Activity: Print the listing again exactly, leaving nothing out.

Input:

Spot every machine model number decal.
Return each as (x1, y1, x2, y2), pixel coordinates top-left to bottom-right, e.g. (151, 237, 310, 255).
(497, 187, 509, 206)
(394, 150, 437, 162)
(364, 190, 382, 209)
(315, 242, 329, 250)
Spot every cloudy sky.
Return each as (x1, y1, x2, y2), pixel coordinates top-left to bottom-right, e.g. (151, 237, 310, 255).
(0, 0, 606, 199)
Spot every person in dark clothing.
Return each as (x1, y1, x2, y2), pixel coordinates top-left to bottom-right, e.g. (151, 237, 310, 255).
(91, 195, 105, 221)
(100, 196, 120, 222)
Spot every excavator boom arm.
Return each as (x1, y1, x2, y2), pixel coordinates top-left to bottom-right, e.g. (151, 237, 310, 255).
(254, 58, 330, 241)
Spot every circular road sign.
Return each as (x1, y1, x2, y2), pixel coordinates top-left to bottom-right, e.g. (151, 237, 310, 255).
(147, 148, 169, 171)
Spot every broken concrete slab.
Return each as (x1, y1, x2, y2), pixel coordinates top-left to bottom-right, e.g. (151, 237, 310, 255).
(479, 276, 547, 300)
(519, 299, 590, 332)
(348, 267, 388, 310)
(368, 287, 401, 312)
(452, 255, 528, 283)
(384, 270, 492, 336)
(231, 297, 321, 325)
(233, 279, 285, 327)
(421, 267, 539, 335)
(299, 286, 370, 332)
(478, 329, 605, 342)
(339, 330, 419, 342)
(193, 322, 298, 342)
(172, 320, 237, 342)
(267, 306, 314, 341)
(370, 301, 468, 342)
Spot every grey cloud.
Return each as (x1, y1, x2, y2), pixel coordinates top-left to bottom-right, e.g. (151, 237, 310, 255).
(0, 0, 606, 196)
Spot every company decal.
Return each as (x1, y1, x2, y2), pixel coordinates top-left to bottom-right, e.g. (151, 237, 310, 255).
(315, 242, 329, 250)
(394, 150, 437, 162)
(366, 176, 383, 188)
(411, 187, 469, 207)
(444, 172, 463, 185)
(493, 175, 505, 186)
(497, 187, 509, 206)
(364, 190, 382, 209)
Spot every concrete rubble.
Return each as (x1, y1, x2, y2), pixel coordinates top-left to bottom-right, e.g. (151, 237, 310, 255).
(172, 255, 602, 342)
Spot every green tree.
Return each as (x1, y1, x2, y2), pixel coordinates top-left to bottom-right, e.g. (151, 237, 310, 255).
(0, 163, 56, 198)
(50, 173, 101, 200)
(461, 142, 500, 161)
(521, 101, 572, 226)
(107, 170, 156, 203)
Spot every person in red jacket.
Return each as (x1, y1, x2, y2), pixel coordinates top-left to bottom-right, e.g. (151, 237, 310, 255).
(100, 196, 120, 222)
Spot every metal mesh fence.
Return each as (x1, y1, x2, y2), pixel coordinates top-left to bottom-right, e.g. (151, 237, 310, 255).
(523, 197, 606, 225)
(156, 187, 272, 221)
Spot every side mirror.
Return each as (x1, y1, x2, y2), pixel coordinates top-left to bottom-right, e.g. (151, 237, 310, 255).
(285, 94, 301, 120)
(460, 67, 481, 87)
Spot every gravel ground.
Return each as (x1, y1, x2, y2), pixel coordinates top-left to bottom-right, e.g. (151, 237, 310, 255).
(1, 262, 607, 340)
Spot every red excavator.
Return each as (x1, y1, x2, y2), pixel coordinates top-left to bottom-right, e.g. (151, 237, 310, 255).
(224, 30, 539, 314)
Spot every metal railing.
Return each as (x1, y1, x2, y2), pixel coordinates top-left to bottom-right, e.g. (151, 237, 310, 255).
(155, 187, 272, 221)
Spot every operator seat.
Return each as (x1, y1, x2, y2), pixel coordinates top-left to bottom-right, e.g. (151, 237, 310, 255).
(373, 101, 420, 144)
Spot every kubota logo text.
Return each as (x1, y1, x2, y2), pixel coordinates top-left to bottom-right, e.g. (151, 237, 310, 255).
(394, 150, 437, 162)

Answer box:
Spot every machine model number decal.
Return each as (x1, y1, x2, y2), pixel coordinates top-left to bottom-right, e.g. (151, 237, 310, 255).
(497, 187, 509, 206)
(394, 150, 437, 162)
(364, 190, 382, 209)
(315, 242, 329, 250)
Spot every cloudy sky.
Return each as (x1, y1, x2, y2), pixel coordinates top-left to bottom-right, e.g. (151, 237, 310, 255).
(0, 0, 606, 199)
Spot every person in dark clothing.
Return each as (x1, y1, x2, y2), pixel coordinates top-left to bottom-right, e.g. (151, 237, 310, 255).
(91, 195, 105, 221)
(100, 196, 120, 222)
Spot every excavator boom arm.
Return each as (x1, y1, x2, y2), pixel coordinates top-left to bottom-right, e.g. (151, 237, 310, 255).
(254, 58, 330, 241)
Spot every circular road sign.
Return each as (x1, y1, x2, y2), pixel coordinates top-left to bottom-right, e.g. (151, 237, 310, 255).
(147, 148, 169, 171)
Spot every broken concrete slab.
Return each as (x1, y1, x2, y2), pixel coordinates top-left to bottom-right, e.g. (151, 237, 310, 255).
(479, 276, 547, 300)
(519, 299, 590, 332)
(348, 267, 388, 310)
(368, 287, 401, 312)
(452, 255, 528, 283)
(384, 270, 492, 336)
(231, 297, 321, 325)
(233, 279, 285, 327)
(421, 267, 539, 335)
(299, 286, 370, 332)
(478, 329, 605, 342)
(339, 330, 419, 342)
(193, 322, 298, 342)
(172, 320, 237, 342)
(267, 306, 314, 341)
(370, 301, 468, 342)
Spot every grey cloud.
Return each as (x1, y1, x2, y2), pixel coordinates top-left to bottom-right, e.g. (151, 237, 310, 255).
(0, 0, 606, 196)
Spot every company decal.
Return each as (x1, y1, x2, y2), pixel coordinates top-left to bottom-right, e.g. (151, 237, 310, 255).
(315, 242, 329, 250)
(394, 150, 437, 162)
(366, 176, 383, 188)
(411, 187, 469, 207)
(444, 172, 463, 185)
(493, 175, 505, 186)
(497, 187, 509, 206)
(364, 190, 382, 209)
Spot every concrete rubble.
Return each as (x1, y1, x2, y2), pixel coordinates top-left to bottom-right, e.g. (151, 237, 310, 255).
(172, 255, 602, 342)
Spot every green tree.
Return each as (x1, y1, x2, y2), pixel coordinates top-left to bottom-right, e.g. (151, 237, 310, 255).
(0, 163, 56, 198)
(50, 173, 101, 200)
(461, 142, 500, 161)
(521, 101, 572, 226)
(107, 170, 156, 203)
Spot every person in red jacket.
Return each as (x1, y1, x2, y2), pixel coordinates top-left to bottom-right, e.g. (151, 237, 310, 255).
(100, 196, 120, 222)
Spot every metal mesh fence.
Return each as (x1, y1, x2, y2), pixel coordinates top-left to bottom-right, e.g. (151, 237, 310, 255).
(523, 197, 606, 225)
(156, 187, 272, 221)
Spot every side mirror.
Return each as (x1, y1, x2, y2), pixel coordinates top-left to bottom-right, e.g. (151, 237, 310, 255).
(285, 94, 301, 120)
(460, 67, 481, 87)
Spot every gravel ground.
Return each as (x1, y1, x2, y2), pixel coordinates top-left to bottom-right, e.g. (151, 237, 310, 255).
(1, 262, 607, 340)
Spot every red excavator.
Return each as (x1, y1, x2, y2), pixel coordinates top-left to bottom-right, e.g. (151, 237, 310, 255).
(224, 30, 539, 314)
Spot every metal railing.
Return each as (x1, y1, x2, y2), pixel coordinates top-left to bottom-right, e.g. (151, 237, 310, 255).
(155, 187, 272, 221)
Spot every operator seat.
Return each as (x1, y1, x2, y2), pixel coordinates top-left to bottom-right, e.g. (151, 237, 310, 255).
(373, 101, 420, 144)
Spot every kubota logo text.
Return each as (x1, y1, x2, y2), pixel coordinates top-left to bottom-right, e.g. (151, 237, 310, 255).
(394, 150, 437, 162)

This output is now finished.